■ What the exercise asks
Quote all of the data below word for word.

■ Material supplied

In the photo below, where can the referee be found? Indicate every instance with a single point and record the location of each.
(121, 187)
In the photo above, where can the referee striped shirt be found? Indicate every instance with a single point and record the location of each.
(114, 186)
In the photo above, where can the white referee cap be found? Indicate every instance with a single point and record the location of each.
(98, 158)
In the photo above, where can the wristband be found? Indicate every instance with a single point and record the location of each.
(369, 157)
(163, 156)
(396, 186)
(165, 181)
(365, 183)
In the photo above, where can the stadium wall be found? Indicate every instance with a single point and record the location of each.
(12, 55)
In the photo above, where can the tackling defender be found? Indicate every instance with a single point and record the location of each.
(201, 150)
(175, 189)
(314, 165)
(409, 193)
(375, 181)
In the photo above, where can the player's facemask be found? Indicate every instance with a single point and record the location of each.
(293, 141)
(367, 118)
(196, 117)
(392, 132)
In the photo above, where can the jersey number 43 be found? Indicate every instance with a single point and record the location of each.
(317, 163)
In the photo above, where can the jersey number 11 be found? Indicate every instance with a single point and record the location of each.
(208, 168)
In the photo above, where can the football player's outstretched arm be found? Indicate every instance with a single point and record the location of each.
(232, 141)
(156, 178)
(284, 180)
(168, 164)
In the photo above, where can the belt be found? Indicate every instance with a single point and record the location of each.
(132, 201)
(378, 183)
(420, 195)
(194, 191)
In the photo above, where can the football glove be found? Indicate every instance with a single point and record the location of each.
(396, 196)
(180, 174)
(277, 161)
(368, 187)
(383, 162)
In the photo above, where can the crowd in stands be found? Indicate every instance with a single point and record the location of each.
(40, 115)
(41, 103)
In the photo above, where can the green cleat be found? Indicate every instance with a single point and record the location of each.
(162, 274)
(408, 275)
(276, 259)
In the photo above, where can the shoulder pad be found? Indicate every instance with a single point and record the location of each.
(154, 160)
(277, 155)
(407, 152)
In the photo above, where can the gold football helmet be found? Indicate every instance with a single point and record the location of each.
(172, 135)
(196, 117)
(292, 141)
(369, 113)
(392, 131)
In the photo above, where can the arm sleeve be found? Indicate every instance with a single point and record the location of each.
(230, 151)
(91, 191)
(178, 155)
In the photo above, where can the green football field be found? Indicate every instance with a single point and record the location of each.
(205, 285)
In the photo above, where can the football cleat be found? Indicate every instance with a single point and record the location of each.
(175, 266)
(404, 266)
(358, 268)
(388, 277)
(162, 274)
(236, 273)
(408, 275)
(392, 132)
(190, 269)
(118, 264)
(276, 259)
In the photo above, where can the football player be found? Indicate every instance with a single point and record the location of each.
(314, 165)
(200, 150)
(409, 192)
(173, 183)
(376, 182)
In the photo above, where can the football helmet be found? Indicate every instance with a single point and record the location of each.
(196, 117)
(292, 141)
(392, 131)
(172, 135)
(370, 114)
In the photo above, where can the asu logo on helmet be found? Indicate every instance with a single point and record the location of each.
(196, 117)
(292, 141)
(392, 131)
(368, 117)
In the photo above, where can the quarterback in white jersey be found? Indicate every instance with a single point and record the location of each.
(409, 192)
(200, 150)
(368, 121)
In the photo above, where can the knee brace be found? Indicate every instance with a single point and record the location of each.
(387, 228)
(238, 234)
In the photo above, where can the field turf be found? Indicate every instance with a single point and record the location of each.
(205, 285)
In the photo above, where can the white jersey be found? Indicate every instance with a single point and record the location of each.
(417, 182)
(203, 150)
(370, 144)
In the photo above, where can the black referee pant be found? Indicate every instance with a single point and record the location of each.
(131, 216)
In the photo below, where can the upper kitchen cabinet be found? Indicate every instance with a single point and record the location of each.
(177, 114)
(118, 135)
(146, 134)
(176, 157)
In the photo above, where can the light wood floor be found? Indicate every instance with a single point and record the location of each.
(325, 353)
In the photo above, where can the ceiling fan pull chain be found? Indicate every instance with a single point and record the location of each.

■ Right answer
In the photo below, where can the referee be found? Indicate every instance with a single point and record the location of each.
(121, 187)
In the photo above, where can the referee striped shirt be found? Indicate every instance with a single point and record the location of each.
(114, 186)
In the photo above, where can the white referee cap be found? Indicate every instance with a single point and record the location of each.
(98, 158)
In the photo above, where can the wristband be found? Indicate every instance with a single point and record the location of each.
(369, 157)
(163, 156)
(396, 186)
(165, 181)
(365, 183)
In the photo above, where can the stadium wall be found? Indicate every instance with a single point and record the location of each.
(12, 55)
In the photo above, where can the tackling defender be found? Indicate every instance with a single point and record the location of each.
(201, 150)
(175, 189)
(314, 165)
(409, 193)
(375, 181)
In the photo above, where can the player's facemask be found? Indicate every instance with a single point and record the location of each.
(293, 141)
(367, 118)
(196, 117)
(392, 132)
In the photo above, where can the jersey number 43 be found? Indicate every instance with a single point and record the location of each.
(317, 163)
In the photo above, where can the jersey number 11 be found? Indicate every instance with a single point and record the location of each.
(208, 168)
In the photo above, where can the football player's outstretched arm be found? Indicate every instance with a single point and record the location of each.
(232, 141)
(156, 178)
(284, 180)
(168, 164)
In the photo above, where can the belt be found? Indicate every instance with a single point and record the location of each.
(132, 201)
(378, 183)
(420, 195)
(194, 191)
In the photo above, where can the football glove be found? Indicate every instance with a single point and record the location of each.
(396, 196)
(180, 174)
(277, 161)
(368, 187)
(383, 162)
In the photo above, where can the crowd in stands be found? Indicate every instance with a single point and record the location of each.
(40, 115)
(41, 103)
In the photo above, where can the green cleat be found? Indicate every instance with a single point and record the location of each.
(162, 274)
(408, 275)
(276, 259)
In the photo above, where can the shoulder pad be found? Indicate every instance with a single point and record the location of each.
(154, 160)
(277, 155)
(407, 152)
In the photo above, where can the gold football helmet be found? Indicate every instance with a single point and record the location of each.
(172, 135)
(196, 117)
(292, 141)
(369, 113)
(392, 131)
In the photo above, where can the arm sleeve be found? Indicate every instance with a single point and record the location of each.
(230, 151)
(91, 191)
(178, 155)
In the photo above, where can the green football field be found? Indicate every instance with a single point and record the location of each.
(205, 285)
In the photo above, where can the football cleat be found? Indicate every instance with a single point and record the location of each.
(175, 266)
(404, 266)
(358, 268)
(388, 277)
(162, 274)
(236, 273)
(408, 275)
(392, 132)
(190, 269)
(118, 264)
(276, 259)
In the photo above, where can the football player be found? Indicate every instance with a single point and record the location of each.
(314, 165)
(200, 150)
(409, 192)
(173, 183)
(376, 182)
In the photo above, where can the football helmet be found? Indicate every instance with a single point and record the location of each.
(196, 117)
(292, 141)
(392, 131)
(172, 135)
(370, 114)
In the photo above, where can the asu logo on helmet be found? Indicate every instance with a single point and record the location of each.
(196, 117)
(292, 141)
(392, 131)
(368, 117)
In the photo above, where can the quarterback in white jersey be found? Indicate every instance with a single point and record the location of each.
(409, 192)
(200, 150)
(368, 121)
In the photo above, where can the knee brace be found? Indicate every instance with a single point and record the location of each.
(387, 228)
(238, 234)
In the photo above, where can the field turf be found? Indicate every instance with a single point and record the location of each.
(205, 285)
In the photo above, where can the white jersey be found? Indicate every instance with a single point and record the location of each.
(417, 182)
(203, 150)
(370, 144)
In the photo above, where can the black referee pant be found? Indicate every instance with a single point and record the location of each.
(131, 216)
In the photo below, where can the upper kitchen cabinet be found? Indicate every instance with a single point and record the location of each.
(177, 114)
(118, 135)
(146, 134)
(176, 157)
In the photo above, where can the light wood floor be found? Indicate every instance with a single point and record the location of each.
(325, 353)
In the photo above, where can the ceiling fan pull chain be found? Indicate every instance with a single point and record the location of each.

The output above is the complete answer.